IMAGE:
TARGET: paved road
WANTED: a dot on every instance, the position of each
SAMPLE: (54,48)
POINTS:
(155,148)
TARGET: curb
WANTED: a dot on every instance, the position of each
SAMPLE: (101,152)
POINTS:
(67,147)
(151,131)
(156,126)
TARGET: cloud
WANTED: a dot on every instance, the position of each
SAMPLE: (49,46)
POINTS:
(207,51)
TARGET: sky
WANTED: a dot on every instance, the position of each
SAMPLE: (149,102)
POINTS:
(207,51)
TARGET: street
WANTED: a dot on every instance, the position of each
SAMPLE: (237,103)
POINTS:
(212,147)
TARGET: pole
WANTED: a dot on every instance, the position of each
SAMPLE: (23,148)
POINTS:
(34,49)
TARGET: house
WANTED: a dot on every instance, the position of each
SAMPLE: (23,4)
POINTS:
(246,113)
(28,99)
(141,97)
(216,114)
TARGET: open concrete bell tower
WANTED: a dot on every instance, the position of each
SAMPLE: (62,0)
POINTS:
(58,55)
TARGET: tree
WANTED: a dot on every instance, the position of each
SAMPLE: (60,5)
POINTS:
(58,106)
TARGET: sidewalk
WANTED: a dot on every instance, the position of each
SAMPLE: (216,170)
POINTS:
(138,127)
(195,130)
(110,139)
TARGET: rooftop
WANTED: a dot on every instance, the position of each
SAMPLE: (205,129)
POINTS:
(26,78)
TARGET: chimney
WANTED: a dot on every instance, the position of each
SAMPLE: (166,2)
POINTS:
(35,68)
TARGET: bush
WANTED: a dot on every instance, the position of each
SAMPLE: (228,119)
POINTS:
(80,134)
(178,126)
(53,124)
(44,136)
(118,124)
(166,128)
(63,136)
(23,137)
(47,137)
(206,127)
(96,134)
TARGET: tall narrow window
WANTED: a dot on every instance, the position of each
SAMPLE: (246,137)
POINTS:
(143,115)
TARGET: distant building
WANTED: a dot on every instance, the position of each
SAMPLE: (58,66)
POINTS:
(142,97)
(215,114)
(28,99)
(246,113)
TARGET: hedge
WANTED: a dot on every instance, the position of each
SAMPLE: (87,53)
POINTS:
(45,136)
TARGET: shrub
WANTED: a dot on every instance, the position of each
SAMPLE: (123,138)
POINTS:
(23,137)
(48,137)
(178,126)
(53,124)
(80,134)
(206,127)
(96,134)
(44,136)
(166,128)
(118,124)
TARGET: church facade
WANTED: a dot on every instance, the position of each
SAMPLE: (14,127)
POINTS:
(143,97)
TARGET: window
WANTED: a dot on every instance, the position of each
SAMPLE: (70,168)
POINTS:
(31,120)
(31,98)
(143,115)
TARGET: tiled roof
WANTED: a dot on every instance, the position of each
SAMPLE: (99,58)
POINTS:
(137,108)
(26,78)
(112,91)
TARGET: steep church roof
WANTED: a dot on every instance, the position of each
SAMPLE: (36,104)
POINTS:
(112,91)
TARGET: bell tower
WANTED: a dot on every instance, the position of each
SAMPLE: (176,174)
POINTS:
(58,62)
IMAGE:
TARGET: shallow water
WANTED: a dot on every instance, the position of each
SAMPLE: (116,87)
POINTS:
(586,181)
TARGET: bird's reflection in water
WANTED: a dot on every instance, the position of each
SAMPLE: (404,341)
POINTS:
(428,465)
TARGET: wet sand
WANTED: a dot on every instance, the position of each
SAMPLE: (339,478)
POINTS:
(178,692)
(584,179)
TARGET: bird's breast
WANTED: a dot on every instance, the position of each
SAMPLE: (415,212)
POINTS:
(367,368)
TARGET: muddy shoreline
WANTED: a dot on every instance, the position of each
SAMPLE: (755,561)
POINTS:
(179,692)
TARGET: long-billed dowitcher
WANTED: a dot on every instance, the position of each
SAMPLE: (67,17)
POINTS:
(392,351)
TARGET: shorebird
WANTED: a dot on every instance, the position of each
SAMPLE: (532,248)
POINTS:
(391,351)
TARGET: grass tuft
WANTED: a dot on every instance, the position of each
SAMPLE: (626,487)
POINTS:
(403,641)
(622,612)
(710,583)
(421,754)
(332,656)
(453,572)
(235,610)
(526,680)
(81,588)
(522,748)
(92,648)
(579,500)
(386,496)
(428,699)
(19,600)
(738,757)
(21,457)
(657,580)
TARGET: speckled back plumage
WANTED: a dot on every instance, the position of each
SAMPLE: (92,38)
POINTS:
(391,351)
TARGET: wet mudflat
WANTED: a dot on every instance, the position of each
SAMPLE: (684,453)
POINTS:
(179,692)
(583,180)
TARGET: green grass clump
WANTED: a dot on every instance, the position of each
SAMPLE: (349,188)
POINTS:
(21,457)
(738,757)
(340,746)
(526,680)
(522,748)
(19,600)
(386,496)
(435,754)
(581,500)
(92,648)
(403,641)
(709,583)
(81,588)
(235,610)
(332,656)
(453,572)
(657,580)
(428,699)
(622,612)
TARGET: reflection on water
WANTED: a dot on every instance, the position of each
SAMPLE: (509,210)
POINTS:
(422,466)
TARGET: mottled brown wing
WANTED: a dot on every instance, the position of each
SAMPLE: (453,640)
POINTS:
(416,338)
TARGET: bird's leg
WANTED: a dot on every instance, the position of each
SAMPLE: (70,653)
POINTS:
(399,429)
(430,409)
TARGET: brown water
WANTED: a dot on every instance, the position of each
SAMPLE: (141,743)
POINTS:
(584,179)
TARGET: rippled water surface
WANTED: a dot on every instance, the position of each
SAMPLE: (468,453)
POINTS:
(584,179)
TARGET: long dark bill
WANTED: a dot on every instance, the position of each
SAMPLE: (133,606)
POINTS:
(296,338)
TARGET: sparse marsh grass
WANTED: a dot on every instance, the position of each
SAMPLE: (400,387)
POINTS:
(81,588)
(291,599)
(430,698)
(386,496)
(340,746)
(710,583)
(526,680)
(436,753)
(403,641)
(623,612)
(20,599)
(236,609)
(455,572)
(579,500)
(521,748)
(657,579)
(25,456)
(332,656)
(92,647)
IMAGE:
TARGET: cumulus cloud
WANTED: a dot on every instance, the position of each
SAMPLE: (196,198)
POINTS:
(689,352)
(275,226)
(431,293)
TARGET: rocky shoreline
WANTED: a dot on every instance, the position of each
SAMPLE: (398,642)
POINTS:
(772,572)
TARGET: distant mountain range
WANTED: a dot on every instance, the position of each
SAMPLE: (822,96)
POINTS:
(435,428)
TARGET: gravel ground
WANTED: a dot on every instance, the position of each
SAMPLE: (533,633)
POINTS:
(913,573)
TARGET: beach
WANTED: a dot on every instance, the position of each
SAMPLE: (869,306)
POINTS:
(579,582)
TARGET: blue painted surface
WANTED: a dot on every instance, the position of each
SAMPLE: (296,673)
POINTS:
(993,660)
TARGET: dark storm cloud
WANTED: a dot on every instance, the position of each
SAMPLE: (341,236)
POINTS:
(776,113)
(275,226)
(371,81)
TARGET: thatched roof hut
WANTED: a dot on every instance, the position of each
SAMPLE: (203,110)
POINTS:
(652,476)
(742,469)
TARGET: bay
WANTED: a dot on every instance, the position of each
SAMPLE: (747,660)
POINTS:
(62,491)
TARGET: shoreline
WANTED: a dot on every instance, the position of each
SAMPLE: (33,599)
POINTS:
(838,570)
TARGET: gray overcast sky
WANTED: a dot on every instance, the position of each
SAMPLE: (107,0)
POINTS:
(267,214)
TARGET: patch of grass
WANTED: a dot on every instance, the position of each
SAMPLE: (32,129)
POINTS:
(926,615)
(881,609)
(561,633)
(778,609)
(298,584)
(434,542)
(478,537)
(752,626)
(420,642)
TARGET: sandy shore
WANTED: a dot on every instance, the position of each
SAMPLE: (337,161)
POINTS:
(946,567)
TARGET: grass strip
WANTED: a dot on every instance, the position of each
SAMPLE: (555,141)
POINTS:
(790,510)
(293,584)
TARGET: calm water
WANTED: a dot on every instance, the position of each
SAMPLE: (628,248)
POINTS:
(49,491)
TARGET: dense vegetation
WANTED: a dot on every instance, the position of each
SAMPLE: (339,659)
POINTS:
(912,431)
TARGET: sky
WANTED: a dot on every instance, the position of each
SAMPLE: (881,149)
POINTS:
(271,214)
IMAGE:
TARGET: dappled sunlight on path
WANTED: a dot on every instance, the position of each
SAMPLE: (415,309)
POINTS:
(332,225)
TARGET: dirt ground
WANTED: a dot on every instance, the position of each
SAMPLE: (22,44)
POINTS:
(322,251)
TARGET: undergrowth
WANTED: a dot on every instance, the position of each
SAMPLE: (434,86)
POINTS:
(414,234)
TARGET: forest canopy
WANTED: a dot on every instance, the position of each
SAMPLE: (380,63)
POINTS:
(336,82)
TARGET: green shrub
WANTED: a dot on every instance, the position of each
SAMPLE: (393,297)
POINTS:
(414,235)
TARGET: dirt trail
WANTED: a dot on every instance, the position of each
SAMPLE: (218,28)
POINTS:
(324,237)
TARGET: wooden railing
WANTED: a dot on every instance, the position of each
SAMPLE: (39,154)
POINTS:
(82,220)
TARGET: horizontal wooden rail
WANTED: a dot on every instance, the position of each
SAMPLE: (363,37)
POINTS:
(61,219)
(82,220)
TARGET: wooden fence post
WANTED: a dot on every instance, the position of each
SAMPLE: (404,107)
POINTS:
★ ★ ★ ★
> [STATED EXERCISE]:
Reproduce the lines exactly, starting at the line that contains "TARGET: sandy shore" and ending at the last line of the records, including both ends.

> [ANSWER FOR THE TASK]:
TARGET: sandy shore
WANTED: a dot on every instance, the position of each
SAMPLE: (337,161)
POINTS:
(946,567)
TARGET: grass strip
WANTED: a dot on every instance, the position of each
SAMPLE: (555,141)
POINTS:
(790,510)
(293,584)
TARGET: calm water
WANTED: a dot on every instance, the position of each
SAMPLE: (628,248)
POINTS:
(49,491)
TARGET: dense vegetation
WANTED: a dot on every instance, the position of each
SAMPLE: (339,659)
POINTS:
(912,431)
TARGET: sky
WANTED: a dot on every instance, the position of each
SAMPLE: (881,149)
POINTS:
(271,214)
IMAGE:
TARGET: dappled sunlight on path
WANTED: a dot on every instance, the position of each
SAMPLE: (415,309)
POINTS:
(332,225)
TARGET: dirt ground
WANTED: a dot on every instance, the position of each
SAMPLE: (22,44)
POINTS:
(322,251)
TARGET: undergrowth
WANTED: a dot on every instance, the position of each
SAMPLE: (434,86)
POINTS:
(414,234)
TARGET: forest canopy
WANTED: a dot on every instance, the position of each
SAMPLE: (380,63)
POINTS:
(336,82)
TARGET: green shrub
WANTED: a dot on every instance, the position of each
SAMPLE: (393,297)
POINTS:
(414,235)
TARGET: dirt trail
WANTED: a dot on every instance, the position of each
SAMPLE: (218,28)
POINTS:
(324,237)
TARGET: wooden railing
WANTED: a dot on every instance, the position of each
SAMPLE: (39,154)
POINTS:
(82,220)
TARGET: horizontal wooden rail
WANTED: a dot on every instance, the position of each
SAMPLE: (363,37)
POINTS:
(61,219)
(82,220)
TARGET: wooden fence post
WANTED: a dot on every instance, the position of each
SAMPLE: (404,107)
POINTS:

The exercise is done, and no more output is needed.